BRIEF:
In your copy, reproduce the entries exactly as they are, minus the images.

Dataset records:
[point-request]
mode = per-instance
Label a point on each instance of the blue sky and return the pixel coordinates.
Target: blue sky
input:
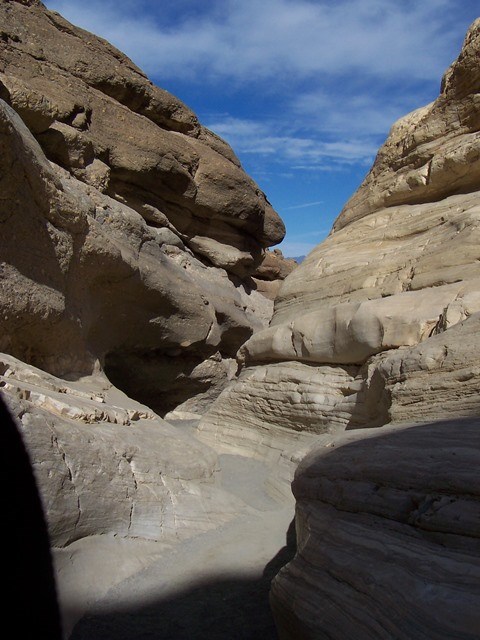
(305, 91)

OUTPUT BELOW:
[point-request]
mode = per-instance
Label a point on each instance of the blue sky and return the pixel coordinates.
Target: blue sky
input:
(305, 91)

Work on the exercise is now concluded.